*Information supplied*
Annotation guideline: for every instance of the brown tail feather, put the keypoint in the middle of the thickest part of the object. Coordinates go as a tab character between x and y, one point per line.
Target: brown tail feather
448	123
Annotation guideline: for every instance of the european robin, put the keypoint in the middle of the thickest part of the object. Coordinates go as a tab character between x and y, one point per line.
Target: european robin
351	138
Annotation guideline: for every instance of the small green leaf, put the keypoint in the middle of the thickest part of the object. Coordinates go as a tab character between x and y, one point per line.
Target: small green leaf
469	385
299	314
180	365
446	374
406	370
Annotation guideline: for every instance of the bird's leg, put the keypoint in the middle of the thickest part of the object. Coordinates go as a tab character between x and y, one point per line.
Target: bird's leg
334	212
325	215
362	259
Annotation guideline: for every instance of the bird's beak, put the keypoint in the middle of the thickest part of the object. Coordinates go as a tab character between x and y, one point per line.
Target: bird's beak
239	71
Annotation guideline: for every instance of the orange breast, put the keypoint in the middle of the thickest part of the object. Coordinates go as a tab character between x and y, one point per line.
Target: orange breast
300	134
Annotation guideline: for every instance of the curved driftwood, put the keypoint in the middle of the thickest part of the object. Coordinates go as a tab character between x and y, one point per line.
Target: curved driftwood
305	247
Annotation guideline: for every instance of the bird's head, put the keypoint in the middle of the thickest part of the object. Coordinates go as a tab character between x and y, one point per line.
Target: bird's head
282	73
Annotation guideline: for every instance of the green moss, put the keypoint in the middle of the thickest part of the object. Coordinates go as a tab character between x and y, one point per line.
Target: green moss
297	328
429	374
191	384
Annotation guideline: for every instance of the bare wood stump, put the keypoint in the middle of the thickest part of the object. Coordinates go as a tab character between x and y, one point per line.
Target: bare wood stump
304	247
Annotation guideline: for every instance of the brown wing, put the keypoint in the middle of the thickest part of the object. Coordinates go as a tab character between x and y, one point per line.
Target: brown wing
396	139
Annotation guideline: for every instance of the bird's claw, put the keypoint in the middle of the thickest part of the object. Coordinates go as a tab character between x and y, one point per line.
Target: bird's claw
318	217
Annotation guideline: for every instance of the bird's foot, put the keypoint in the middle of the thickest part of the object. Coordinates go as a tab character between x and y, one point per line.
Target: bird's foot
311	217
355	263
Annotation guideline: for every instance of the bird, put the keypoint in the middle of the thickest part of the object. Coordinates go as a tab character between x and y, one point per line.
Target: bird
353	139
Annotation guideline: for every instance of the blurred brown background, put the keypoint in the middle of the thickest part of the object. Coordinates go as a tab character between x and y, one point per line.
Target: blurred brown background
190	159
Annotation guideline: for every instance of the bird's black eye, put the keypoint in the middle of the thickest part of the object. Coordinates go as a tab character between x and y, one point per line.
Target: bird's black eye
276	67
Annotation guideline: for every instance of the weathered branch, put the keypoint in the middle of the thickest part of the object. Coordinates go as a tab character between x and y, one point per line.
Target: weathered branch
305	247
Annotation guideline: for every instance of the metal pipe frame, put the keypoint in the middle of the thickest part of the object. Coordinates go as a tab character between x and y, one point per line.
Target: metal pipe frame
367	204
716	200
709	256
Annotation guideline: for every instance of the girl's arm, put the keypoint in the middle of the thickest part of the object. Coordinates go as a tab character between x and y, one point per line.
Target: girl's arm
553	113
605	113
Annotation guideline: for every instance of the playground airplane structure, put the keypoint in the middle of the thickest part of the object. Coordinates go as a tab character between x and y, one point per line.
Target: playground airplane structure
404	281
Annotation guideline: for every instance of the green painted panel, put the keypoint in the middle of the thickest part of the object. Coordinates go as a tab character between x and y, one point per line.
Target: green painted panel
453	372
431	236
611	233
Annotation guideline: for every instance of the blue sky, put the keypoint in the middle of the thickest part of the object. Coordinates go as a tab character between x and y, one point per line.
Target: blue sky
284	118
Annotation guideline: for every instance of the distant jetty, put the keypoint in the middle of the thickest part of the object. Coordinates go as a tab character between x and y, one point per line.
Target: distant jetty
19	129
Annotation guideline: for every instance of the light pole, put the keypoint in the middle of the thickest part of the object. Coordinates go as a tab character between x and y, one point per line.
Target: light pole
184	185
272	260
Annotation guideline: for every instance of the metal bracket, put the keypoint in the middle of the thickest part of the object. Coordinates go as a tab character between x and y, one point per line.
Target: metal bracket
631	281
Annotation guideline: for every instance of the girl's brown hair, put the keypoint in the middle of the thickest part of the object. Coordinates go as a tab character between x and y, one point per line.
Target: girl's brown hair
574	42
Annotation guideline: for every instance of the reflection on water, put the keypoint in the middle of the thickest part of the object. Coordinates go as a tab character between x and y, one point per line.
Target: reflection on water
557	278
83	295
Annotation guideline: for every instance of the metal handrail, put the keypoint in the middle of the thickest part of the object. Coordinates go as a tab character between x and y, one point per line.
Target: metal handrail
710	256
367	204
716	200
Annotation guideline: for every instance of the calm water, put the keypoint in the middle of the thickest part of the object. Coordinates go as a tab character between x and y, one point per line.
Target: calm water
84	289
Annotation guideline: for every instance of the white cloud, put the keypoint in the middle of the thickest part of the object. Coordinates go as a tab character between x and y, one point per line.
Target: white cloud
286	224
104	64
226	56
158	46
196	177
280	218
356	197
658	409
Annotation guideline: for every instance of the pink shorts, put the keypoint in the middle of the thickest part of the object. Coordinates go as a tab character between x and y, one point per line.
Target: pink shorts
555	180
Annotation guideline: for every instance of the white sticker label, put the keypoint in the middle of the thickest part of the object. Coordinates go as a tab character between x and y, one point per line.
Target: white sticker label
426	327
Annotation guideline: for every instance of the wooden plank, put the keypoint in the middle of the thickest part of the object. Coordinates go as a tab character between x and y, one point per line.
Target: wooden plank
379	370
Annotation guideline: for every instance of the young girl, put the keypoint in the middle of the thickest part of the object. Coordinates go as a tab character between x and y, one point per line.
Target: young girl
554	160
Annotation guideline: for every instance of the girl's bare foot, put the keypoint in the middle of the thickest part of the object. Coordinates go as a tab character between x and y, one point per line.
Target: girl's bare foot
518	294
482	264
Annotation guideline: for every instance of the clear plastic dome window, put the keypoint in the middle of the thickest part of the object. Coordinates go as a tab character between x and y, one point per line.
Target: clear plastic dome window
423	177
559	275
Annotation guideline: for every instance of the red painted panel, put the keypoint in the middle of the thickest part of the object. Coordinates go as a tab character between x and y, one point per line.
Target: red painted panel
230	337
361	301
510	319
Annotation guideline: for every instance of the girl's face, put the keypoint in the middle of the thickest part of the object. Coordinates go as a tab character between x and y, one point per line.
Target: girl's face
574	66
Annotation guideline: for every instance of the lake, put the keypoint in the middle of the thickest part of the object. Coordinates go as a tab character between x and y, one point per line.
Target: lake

*What is asked*
Please set down the whole listing above without altering a single line.

*Output for this exercise*
Annotation guideline: for every instance of the brown tail feather, put the keypoint in the middle of the thickest part of the object. Coordinates go as a tab character between x and y, one point per line.
Target: brown tail feather
448	123
Annotation guideline: for every instance of the european robin, put the keypoint in the middle of the thickest part of the object. Coordinates go as a tab character between x and y, one point per line.
Target: european robin
351	138
Annotation guideline: for every instance of the small green leaf, put the keypoint in the middle of the thickest part of the object. Coordinates go as a tab character between x and y, one point per line.
Target: small green leaf
469	385
299	314
180	365
446	374
406	370
Annotation guideline: for every instance of the bird's leg, put the keypoint in the middle of the thickest part of the object. Coordinates go as a tab character between x and y, one point per line.
Target: bird's leg
334	212
325	215
362	259
Annotation guideline: for every instance of the bird's beak, put the keypoint in the middle of the thickest part of the object. Coordinates go as a tab character between x and y, one point per line.
Target: bird's beak
239	71
Annotation guideline: for every instance of the orange breast, put the keypoint in the middle of the thickest part of the object. Coordinates go as a tab character between x and y, one point per line.
Target: orange breast
300	134
Annotation guideline: for every instance of the curved driftwood, put the keypoint in the middle of the thickest part of the object. Coordinates go as a tab character between x and y, one point per line.
Target: curved driftwood
305	247
Annotation guideline: for every instance of the bird's head, put the keypoint in the middle of the thickest part of the object. Coordinates go as a tab character between x and y, one point per line.
Target: bird's head
282	73
Annotation guideline: for every instance of the green moss, put the keypoint in the middle of the thickest part of the object. Coordinates go as a tab character between x and y, one point per line.
Target: green moss
297	328
429	374
191	384
Annotation guideline: for every instance of the bare wood stump, put the keypoint in the middle of the thickest part of the object. Coordinates go as a tab character between x and y, one point per line.
Target: bare wood stump
304	247
Annotation guideline: for every instance of the brown wing, put the keypoint in the middle of the thickest part of the object. Coordinates go as a tab character between x and y, one point per line.
Target: brown wing
396	139
Annotation guideline: for every instance of the bird's claw, put the keypoint in the middle of the thickest part of the object. Coordinates go as a tab character between x and y, one point per line.
Target: bird's claw
318	217
Annotation guideline: for every instance of the bird's foot, put the keypoint in the middle of the thickest part of the object. Coordinates go as a tab character between x and y, one point per line.
Target: bird's foot
311	217
355	263
Annotation guideline: for every instance of the bird, put the keypoint in the middle of the thickest part of the object. Coordinates go as a tab character between x and y, one point per line.
Target: bird
353	139
Annotation guideline: for every instance of the blurred brown background, put the keypoint in the middle of the thickest part of the object. Coordinates go as a tab character between x and y, one point per line.
Target: blurred brown background
190	159
Annotation guideline: for every instance of the bird's black eye, put the keypoint in the middle of the thickest part of the object. Coordinates go as a tab character between x and y, one point per line.
Target: bird's black eye
276	67
Annotation guideline: for every instance of the weathered branch, put the keypoint in the middle of the thickest part of the object. Coordinates go as a tab character between x and y, one point per line.
Target: weathered branch
305	247
Annotation guideline: for every instance of the metal pipe frame, put the keypoint in the middle of the thickest part of the object. Coordinates go as a tab character between x and y, one point per line.
Target: metal pipe frame
367	204
716	200
709	256
Annotation guideline: for every instance of the girl's arm, put the keypoint in the middle of the thickest part of the object. Coordinates go as a tab character between x and y, one point per line.
Target: girl's arm
553	113
605	113
Annotation guideline: for every instance of the playground airplane structure, put the keypoint in the middle of the thickest part of the object. Coordinates go as a tab character between x and y, one point per line.
Target: playground airplane structure
404	281
Annotation guideline: for every instance of the green painted panel, put the keypoint in the middle of the thickest part of the object. Coordinates go as a tab character between x and y, one point per line.
Target: green painted panel
453	372
431	236
611	233
Annotation guideline: for every instance of the blue sky, put the keypoint in the middle of the thickest part of the object. Coordinates go as a tab character between x and y, one point per line.
Target: blue sky
284	118
Annotation guideline: for every instance of the distant jetty, put the keypoint in the middle of the thickest part of the object. Coordinates go as a tab character between x and y, one point per line.
Target: distant jetty
19	129
Annotation guideline: for every instance of the light pole, put the keypoint in the middle of the thickest part of the object. Coordinates go as a tab character between x and y, one point per line.
Target: light pole
184	185
272	260
Annotation guideline: for every instance of the metal bracket, put the keypoint in the middle of the thickest part of the object. Coordinates go as a tab character between x and y, one point per line.
Target: metal bracket
631	281
Annotation guideline: for every instance of the girl's brown hair, put the keypoint in the middle of the thickest part of the object. Coordinates go as a tab character between x and y, one point per line.
Target: girl's brown hair
574	42
Annotation guideline: for every instance of the reflection on water, put the keypoint in the middle of the thickest part of the object. Coordinates go as a tab character between x and y, one point per line.
Target: reflection on water
557	278
83	295
Annotation guideline: for every instance of the metal handrail, put the keypoint in the middle of the thickest part of the object. Coordinates go as a tab character between x and y, one point per line.
Target: metal handrail
710	256
367	204
716	200
Annotation guideline: for every instance of the calm water, put the keypoint in the middle of the thickest part of the object. Coordinates go as a tab character between x and y, one point per line.
Target: calm water
84	289
Annotation guideline: for every instance of the white cloud, put the keypoint in the middle of the thickest part of the object. Coordinates go as a tab character between x and y, one point per line.
Target: white cloud
286	224
104	64
226	56
158	46
196	177
280	218
356	197
658	409
Annotation guideline: for every instance of the pink shorts, put the keypoint in the middle of the thickest part of the object. Coordinates go as a tab character between x and y, one point per line.
Target: pink shorts
555	180
Annotation guideline: for every instance of the white sticker label, put the keypoint in the middle of the thickest part of the object. Coordinates go as a tab character between x and y, one point per line.
Target: white sticker label
426	327
Annotation guideline: for every instance of the wooden plank, put the keypoint in the middle of the thickest part of the object. Coordinates go as a tab character between x and y, one point per line.
Target: wooden plank
379	370
Annotation guideline: for every instance of the young girl, put the keypoint in the middle of the thickest part of the object. Coordinates go as a tab character between x and y, one point per line.
Target: young girl
554	160
Annotation guideline: for every instance of the girl's bare foot, put the keypoint in the middle of the thickest part of the object. Coordinates go as a tab character between x and y, one point per line.
Target: girl's bare foot
518	294
482	264
Annotation guideline: for every instance of the clear plastic dome window, put the keypoint in the middle of the thickest part of the object. Coordinates go as a tab character between x and y, one point per line.
Target: clear plastic dome window
423	177
559	275
Annotation guideline: for every instance of the red painted panel, put the keypoint in the middle of the thickest part of the object. Coordinates go as a tab character between x and y, one point per line.
Target: red painted panel
230	337
361	301
510	319
Annotation guideline: for every instance of the girl's face, put the keypoint in the middle of the thickest part of the object. Coordinates go as a tab character between x and y, one point per line.
Target: girl's face
574	66
Annotation guideline: for every instance of the lake, put the keypoint in the middle of the thickest part of the object. Coordinates go as a tab character between x and y, one point per line.
Target: lake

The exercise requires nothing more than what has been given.